Copy every one of the entries below word for word, and leave out the pictures.

Provided data —
+ + +

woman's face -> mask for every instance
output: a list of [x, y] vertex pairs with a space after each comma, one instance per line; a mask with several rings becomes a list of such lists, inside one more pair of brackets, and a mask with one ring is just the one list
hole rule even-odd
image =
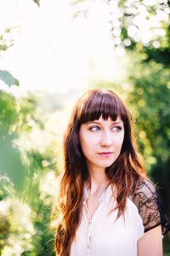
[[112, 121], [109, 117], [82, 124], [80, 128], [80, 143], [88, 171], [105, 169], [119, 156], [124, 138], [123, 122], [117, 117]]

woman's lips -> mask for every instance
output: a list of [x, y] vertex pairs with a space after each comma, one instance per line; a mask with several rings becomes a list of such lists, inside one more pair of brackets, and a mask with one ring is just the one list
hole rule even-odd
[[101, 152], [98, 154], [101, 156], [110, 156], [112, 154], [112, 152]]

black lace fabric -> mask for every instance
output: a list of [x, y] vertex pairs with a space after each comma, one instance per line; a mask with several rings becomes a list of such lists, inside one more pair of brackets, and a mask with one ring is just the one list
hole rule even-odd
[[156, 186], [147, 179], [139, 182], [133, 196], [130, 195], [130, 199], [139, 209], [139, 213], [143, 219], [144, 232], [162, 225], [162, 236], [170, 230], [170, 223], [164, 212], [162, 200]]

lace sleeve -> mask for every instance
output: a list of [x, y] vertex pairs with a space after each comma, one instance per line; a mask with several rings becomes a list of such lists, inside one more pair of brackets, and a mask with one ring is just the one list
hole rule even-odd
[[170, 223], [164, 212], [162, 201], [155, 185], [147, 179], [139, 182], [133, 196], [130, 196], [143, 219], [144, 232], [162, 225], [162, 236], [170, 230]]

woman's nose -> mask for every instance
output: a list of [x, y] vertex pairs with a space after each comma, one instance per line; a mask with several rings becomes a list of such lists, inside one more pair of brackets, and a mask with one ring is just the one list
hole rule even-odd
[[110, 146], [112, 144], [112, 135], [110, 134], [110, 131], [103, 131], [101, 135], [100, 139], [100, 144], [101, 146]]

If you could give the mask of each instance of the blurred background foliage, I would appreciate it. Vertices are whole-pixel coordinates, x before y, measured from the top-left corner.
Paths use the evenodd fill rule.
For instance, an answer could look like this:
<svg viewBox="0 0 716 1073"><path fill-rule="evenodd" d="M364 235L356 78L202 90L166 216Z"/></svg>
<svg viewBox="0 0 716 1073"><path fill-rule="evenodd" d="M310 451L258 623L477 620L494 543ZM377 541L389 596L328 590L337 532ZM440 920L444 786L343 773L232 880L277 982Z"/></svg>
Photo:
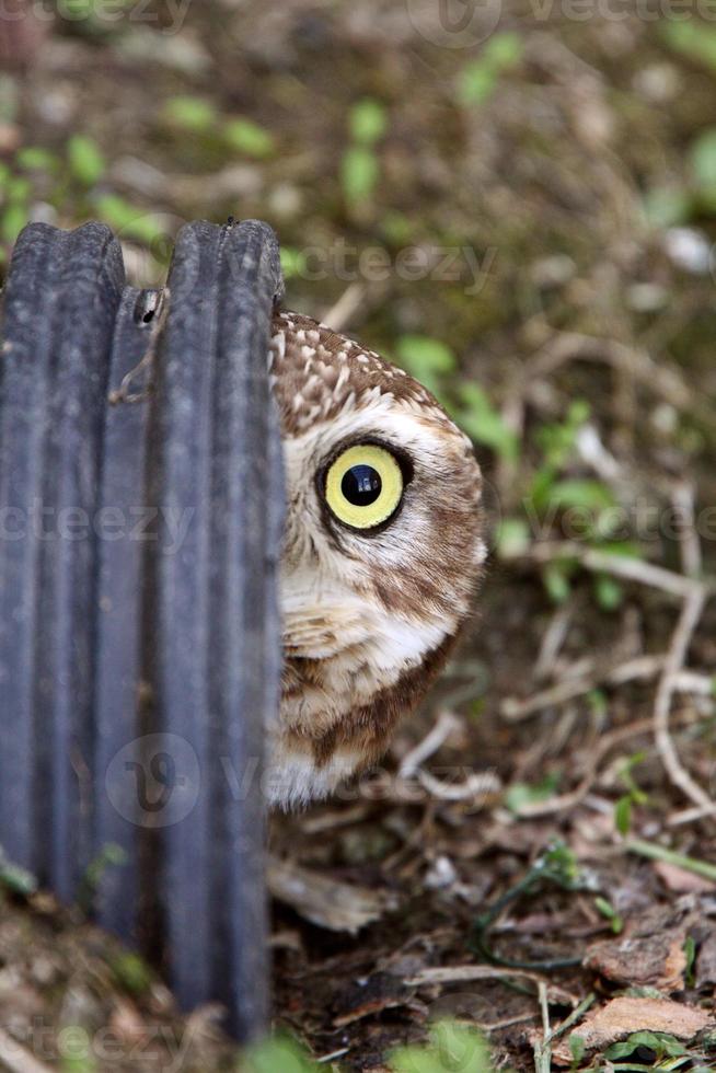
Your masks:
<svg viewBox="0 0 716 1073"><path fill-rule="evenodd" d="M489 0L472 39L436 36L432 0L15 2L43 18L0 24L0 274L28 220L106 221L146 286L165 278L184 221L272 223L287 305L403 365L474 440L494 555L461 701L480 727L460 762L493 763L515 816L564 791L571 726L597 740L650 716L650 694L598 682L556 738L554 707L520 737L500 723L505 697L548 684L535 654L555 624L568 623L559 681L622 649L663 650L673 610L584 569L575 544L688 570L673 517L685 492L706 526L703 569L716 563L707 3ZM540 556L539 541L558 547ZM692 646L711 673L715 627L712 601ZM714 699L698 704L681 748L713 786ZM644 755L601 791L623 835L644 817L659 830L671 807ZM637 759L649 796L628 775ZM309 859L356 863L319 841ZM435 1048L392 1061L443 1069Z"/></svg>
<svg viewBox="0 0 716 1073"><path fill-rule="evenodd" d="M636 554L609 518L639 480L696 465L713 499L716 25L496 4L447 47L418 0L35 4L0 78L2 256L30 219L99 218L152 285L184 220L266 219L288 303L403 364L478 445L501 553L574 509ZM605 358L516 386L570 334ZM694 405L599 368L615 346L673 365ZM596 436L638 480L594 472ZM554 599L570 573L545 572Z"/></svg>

+ + +

Written answer —
woman's face -> mask for every instance
output: a list of [x, y] vertex pairs with a space after each comma, one instance per line; a mask with several rings becomes a list of such lists, inside one more pair of brackets, and a mask with one ring is just the one list
hole rule even-odd
image =
[[112, 121], [109, 117], [82, 124], [80, 128], [80, 143], [88, 171], [105, 169], [119, 156], [124, 138], [123, 122], [117, 117]]

woman's lips -> mask for every instance
output: a list of [x, y] vertex pairs with a space after each comma, one instance per line; a mask with several rings becomes a list of such lists, inside one more pair of brackets, and a mask with one ring is just the one list
hole rule even-odd
[[101, 152], [98, 154], [101, 156], [110, 156], [112, 154], [112, 152]]

black lace fabric -> mask for every instance
output: a list of [x, y] vertex pairs with a space after each comma, one instance per line; a mask with several rings becomes a list of such lists, inside one more pair of brackets, and a mask with one ring is just the one list
hole rule even-odd
[[156, 186], [147, 179], [139, 182], [133, 196], [130, 195], [130, 199], [139, 209], [139, 213], [143, 219], [144, 232], [162, 225], [162, 236], [170, 230], [170, 223], [164, 212], [162, 200]]

lace sleeve -> mask for every instance
output: a list of [x, y] vertex pairs with a space after each comma, one instance per line; a mask with several rings becomes a list of such lists, inside one more pair of brackets, and a mask with one ring is just the one list
hole rule even-odd
[[170, 223], [164, 212], [162, 201], [155, 185], [147, 179], [139, 182], [133, 196], [130, 196], [143, 219], [144, 232], [162, 225], [162, 236], [170, 230]]

woman's nose -> mask for every instance
output: a list of [x, y] vertex pairs with a space after each comma, one instance per line; a mask with several rings becomes a list of such lists, inside one more pair of brackets, and a mask with one ring is just the one list
hole rule even-odd
[[110, 146], [112, 144], [112, 135], [110, 134], [110, 131], [103, 131], [101, 135], [100, 139], [100, 144], [101, 146]]

If you could give the mask of each instance of the blurred background foliage, I would appreciate it. Vertices are whole-pixel coordinates, x before y, measured from the top-left corner.
Paths use the evenodd fill rule.
For instance, an answer could look like this:
<svg viewBox="0 0 716 1073"><path fill-rule="evenodd" d="M364 235L356 78L202 90L166 216Z"/></svg>
<svg viewBox="0 0 716 1073"><path fill-rule="evenodd" d="M310 451L258 623L477 620L494 543ZM377 541L389 596L328 590L337 532ZM440 920L444 786L343 773L232 880L277 982Z"/></svg>
Photo:
Your masks:
<svg viewBox="0 0 716 1073"><path fill-rule="evenodd" d="M489 0L472 39L436 36L432 0L15 2L43 18L0 24L0 274L28 220L106 221L146 286L165 278L184 221L272 223L287 305L403 365L474 440L494 555L461 701L480 727L460 762L493 763L515 816L564 791L571 726L597 740L650 716L650 694L598 682L556 738L554 707L520 737L500 723L505 697L548 684L535 654L555 624L568 623L559 681L622 649L663 650L673 610L584 569L575 544L688 570L673 517L685 492L706 526L703 569L716 563L707 3ZM540 556L539 541L558 547ZM692 646L711 673L715 627L712 601ZM714 699L698 704L681 748L713 786ZM644 755L601 791L623 835L644 817L659 830L671 807ZM637 759L649 796L628 775ZM309 859L356 863L319 841ZM435 1048L392 1061L443 1069Z"/></svg>
<svg viewBox="0 0 716 1073"><path fill-rule="evenodd" d="M636 554L609 518L639 480L696 465L713 499L716 25L496 4L447 47L418 0L35 4L0 78L2 256L30 219L99 218L152 285L184 220L266 219L288 303L403 364L478 445L501 553L574 509ZM605 358L516 386L570 334ZM694 405L599 368L615 346L673 365ZM596 436L638 480L594 472ZM554 599L570 573L545 572Z"/></svg>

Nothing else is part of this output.